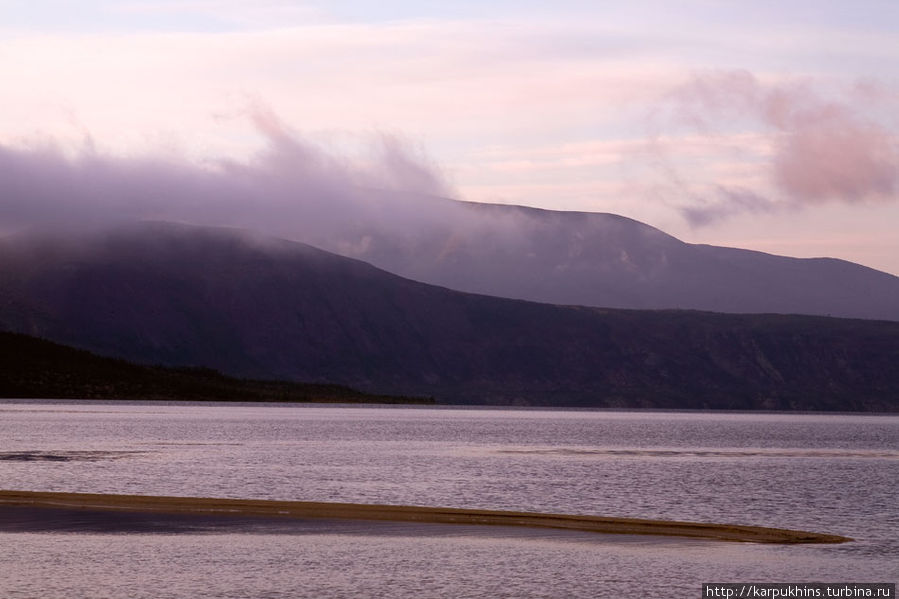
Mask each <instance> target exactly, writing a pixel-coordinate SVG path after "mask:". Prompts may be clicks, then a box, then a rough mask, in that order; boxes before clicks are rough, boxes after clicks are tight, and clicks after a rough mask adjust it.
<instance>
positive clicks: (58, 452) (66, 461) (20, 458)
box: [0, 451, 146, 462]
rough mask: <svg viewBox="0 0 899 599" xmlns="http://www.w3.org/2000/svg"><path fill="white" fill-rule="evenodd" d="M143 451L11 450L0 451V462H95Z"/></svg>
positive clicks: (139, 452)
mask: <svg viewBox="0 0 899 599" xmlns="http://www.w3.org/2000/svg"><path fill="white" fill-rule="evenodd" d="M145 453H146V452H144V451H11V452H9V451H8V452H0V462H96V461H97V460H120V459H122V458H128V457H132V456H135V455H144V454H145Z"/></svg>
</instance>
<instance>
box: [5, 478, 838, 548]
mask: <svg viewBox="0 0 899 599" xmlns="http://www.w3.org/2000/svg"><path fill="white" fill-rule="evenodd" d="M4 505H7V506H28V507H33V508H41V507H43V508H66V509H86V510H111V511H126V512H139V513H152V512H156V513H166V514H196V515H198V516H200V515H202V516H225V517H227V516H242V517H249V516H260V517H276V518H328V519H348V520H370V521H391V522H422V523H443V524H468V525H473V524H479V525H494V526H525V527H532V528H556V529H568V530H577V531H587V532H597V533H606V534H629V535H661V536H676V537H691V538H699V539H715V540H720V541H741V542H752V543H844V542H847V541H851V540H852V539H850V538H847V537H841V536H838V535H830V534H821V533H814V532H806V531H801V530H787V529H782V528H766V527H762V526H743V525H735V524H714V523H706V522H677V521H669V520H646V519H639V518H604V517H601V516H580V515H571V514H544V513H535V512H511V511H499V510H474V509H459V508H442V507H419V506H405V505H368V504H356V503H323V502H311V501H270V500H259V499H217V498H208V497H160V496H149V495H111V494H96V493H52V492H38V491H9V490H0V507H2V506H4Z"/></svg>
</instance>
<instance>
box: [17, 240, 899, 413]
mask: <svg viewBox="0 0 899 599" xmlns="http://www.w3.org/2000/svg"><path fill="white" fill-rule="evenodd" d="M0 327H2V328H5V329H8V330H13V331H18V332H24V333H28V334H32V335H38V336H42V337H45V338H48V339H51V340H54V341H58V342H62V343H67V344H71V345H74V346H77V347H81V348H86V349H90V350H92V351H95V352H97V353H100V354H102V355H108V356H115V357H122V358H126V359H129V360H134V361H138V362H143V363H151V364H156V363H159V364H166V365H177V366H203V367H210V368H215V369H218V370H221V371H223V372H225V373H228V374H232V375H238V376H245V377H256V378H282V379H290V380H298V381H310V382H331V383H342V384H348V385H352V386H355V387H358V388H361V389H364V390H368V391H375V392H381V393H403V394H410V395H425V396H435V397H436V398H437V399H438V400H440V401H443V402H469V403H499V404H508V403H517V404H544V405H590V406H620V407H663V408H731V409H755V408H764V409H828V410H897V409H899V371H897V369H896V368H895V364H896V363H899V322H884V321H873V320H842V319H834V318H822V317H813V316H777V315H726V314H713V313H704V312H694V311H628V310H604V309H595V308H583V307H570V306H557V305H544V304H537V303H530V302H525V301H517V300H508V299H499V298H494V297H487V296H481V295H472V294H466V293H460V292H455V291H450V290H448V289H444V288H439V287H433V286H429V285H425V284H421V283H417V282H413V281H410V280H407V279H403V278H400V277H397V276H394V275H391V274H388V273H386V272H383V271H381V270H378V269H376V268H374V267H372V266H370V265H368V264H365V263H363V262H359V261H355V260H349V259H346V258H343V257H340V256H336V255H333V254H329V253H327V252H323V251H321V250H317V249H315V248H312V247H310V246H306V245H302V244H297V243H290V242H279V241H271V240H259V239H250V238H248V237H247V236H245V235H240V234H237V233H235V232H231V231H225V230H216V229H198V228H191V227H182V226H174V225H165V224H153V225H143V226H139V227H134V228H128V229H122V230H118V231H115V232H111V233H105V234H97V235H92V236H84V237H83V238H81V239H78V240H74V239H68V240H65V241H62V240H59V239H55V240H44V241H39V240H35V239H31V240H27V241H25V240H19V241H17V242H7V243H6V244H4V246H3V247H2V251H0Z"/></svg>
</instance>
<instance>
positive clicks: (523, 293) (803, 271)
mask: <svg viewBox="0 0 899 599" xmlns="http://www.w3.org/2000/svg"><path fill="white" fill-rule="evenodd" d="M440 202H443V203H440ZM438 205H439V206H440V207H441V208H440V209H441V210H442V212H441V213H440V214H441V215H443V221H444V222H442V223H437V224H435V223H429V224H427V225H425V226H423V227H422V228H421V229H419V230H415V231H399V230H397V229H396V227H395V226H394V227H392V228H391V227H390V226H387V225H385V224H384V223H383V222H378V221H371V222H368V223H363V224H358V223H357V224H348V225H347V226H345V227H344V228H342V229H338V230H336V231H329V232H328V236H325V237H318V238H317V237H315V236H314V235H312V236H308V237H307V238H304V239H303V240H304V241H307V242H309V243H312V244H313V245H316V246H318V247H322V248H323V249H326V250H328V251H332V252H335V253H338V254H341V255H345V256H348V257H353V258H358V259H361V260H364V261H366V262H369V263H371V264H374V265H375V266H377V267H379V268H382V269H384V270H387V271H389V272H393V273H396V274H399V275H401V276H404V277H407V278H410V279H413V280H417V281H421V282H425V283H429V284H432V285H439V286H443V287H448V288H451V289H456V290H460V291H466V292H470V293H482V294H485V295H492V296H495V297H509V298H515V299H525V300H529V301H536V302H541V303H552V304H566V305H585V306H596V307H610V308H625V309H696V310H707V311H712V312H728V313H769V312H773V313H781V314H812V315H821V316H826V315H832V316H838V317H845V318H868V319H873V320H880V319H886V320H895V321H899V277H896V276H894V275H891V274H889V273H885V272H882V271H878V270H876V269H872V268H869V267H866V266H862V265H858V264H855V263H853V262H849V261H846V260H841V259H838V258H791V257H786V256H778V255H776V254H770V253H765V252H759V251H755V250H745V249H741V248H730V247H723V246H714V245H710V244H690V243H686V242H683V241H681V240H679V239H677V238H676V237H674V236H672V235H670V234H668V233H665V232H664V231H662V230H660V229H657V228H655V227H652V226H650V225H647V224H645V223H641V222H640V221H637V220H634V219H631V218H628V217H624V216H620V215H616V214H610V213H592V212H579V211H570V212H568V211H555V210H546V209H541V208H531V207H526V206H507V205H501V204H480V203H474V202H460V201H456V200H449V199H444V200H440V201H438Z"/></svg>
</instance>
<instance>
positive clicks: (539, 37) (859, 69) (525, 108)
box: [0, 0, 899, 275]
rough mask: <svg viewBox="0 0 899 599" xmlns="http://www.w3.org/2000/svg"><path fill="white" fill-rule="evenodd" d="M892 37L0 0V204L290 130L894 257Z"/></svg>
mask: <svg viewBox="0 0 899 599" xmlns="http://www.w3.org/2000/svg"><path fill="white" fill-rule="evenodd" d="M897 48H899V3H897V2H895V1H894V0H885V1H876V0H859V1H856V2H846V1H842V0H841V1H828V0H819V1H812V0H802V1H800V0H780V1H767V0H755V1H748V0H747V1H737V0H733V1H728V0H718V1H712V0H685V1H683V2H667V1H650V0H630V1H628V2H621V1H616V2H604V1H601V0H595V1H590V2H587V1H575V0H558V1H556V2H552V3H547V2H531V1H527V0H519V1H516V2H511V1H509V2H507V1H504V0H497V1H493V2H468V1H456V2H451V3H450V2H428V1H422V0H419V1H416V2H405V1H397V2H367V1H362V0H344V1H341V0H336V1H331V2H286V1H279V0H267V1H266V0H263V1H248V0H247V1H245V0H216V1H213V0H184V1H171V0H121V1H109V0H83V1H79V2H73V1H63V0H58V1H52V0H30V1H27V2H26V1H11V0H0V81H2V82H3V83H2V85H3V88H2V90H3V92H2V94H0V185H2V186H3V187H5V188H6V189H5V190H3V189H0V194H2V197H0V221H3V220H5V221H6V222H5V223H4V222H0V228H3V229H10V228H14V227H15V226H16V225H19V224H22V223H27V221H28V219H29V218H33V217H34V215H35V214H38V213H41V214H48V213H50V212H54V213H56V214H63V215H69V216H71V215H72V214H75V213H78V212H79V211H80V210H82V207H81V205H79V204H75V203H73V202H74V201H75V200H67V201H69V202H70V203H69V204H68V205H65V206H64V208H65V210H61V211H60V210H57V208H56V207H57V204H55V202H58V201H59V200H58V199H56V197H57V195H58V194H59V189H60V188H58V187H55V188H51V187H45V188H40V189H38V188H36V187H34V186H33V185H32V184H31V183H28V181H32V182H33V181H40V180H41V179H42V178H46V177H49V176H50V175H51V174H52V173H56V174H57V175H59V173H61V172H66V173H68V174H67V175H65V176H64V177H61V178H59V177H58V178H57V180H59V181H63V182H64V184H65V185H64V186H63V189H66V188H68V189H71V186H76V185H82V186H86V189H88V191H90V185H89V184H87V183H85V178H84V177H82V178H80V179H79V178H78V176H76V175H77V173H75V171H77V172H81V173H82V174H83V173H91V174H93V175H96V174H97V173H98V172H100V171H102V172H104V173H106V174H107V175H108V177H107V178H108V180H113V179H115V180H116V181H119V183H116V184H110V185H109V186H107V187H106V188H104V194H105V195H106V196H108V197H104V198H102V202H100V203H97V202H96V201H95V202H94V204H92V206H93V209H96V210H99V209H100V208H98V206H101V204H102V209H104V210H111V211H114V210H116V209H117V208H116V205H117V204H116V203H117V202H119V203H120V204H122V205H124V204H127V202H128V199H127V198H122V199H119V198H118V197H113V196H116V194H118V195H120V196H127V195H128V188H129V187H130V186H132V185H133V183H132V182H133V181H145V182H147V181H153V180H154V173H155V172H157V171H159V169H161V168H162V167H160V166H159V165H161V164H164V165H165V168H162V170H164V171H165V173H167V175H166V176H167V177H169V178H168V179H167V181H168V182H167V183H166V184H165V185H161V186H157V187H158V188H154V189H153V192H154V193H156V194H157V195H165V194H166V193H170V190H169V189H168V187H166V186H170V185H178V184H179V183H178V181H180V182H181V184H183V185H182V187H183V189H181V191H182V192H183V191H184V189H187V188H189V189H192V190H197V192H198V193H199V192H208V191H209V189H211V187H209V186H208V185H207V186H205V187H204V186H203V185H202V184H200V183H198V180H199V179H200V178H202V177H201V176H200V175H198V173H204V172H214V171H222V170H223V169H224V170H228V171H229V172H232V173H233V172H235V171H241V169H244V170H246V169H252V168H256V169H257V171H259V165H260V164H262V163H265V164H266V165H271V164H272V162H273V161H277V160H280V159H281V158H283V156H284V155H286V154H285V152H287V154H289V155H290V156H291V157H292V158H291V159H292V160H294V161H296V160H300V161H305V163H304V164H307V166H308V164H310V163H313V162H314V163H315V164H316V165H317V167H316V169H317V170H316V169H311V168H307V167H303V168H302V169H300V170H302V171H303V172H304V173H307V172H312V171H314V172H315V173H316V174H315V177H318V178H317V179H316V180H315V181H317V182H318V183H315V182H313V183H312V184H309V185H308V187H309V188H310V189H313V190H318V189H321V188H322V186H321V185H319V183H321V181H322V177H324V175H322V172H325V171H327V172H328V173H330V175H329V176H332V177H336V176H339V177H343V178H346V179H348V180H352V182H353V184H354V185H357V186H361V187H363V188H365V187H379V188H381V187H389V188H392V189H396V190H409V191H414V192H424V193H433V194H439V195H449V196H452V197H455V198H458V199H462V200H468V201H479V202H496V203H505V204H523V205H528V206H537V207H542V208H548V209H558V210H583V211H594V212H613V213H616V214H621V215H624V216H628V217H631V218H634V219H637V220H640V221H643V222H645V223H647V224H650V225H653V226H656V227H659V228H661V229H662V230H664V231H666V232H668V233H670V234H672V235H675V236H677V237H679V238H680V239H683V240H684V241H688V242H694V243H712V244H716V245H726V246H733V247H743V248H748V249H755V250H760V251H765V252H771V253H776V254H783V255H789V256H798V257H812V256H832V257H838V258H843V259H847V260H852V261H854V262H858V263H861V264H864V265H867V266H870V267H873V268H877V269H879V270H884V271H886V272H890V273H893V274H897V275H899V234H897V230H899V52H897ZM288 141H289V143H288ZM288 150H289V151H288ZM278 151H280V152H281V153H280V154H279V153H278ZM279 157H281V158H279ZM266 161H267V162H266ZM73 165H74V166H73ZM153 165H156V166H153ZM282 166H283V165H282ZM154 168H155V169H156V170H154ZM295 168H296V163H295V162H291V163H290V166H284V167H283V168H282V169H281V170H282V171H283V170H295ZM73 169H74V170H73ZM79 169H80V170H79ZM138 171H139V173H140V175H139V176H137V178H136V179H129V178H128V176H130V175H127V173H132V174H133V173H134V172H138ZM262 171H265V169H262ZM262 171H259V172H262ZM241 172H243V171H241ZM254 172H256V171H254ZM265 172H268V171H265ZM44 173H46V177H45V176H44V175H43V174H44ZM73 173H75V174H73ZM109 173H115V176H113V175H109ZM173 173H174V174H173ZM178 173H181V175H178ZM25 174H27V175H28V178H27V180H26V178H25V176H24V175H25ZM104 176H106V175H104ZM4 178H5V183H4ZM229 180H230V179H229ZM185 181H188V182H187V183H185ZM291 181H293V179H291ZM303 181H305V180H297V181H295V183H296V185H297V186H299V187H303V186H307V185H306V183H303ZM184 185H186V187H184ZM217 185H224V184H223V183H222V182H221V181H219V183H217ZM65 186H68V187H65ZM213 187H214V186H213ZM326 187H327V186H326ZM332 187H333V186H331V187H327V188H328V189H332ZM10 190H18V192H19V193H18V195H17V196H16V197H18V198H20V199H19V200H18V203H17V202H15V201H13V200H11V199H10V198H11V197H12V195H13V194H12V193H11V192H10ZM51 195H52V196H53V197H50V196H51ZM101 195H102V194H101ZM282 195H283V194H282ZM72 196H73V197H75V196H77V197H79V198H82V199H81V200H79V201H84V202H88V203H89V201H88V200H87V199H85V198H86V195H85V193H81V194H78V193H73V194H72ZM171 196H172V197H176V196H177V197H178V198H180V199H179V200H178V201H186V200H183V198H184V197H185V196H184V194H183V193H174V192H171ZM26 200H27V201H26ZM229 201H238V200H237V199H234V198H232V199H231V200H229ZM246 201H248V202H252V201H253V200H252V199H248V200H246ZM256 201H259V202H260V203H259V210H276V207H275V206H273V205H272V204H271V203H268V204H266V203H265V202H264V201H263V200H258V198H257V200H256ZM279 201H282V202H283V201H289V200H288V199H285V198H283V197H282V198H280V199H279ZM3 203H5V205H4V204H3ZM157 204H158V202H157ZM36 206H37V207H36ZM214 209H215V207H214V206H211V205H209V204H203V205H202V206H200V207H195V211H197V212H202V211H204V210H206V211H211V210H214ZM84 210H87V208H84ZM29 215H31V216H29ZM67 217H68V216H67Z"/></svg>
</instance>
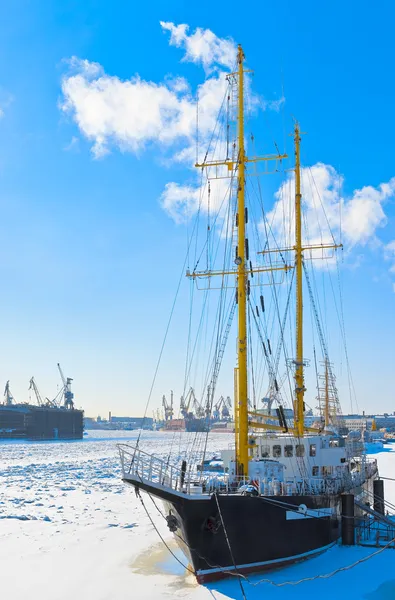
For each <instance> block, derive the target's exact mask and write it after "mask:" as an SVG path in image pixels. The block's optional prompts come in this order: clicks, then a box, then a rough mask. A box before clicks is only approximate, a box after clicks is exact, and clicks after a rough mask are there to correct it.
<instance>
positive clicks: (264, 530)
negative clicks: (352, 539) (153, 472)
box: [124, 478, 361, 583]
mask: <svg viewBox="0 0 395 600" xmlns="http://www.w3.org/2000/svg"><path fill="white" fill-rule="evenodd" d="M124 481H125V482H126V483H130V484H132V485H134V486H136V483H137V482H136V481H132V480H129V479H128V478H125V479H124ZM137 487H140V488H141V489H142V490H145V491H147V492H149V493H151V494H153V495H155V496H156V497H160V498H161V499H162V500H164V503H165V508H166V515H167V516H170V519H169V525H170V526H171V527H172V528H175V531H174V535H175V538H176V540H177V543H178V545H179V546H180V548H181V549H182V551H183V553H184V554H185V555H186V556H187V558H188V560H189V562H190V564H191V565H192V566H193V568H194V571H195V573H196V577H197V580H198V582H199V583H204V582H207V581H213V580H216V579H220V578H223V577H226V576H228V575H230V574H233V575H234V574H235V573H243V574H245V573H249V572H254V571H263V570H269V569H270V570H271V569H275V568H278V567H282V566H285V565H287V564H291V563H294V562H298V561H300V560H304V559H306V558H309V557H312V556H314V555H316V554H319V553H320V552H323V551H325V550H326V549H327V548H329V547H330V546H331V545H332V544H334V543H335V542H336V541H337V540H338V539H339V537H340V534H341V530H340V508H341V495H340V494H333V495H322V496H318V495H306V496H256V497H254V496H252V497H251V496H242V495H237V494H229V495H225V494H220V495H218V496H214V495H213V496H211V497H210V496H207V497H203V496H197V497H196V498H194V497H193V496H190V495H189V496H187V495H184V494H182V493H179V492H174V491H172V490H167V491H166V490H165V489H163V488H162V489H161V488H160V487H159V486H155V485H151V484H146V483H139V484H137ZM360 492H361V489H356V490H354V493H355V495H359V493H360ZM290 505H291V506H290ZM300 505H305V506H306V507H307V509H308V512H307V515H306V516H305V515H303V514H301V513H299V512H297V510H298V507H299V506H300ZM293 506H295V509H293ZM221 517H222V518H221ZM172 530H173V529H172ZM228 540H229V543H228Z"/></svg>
____
_What is being asked_. Reproduce every line from the listing above that holds the word "positive".

_Answer area_.
positive clicks: (58, 452) (66, 461) (20, 458)
positive clicks: (139, 452)
positive clicks: (523, 293) (803, 271)
positive clicks: (539, 37) (859, 69) (525, 108)
positive clicks: (264, 530)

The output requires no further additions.